[Entries from a dataset]
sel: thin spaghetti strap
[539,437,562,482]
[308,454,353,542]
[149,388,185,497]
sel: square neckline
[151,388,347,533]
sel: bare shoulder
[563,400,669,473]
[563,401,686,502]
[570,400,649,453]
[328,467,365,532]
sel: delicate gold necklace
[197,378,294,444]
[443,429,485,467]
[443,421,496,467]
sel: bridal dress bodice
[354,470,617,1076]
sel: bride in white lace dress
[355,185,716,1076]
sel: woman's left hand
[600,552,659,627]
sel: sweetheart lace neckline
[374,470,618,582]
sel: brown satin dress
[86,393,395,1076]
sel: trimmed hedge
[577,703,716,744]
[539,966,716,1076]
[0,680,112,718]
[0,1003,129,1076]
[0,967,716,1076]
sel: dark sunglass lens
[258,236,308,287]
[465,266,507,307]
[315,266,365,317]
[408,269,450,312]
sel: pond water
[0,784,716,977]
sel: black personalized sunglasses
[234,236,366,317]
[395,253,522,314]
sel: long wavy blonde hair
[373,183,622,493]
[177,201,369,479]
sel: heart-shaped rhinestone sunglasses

→ **Task directions**: List every line above that contains the word "dress".

→ **Result for this exercise**:
sel: bridal dress bodice
sel: bride in white lace dress
sel: brown satin dress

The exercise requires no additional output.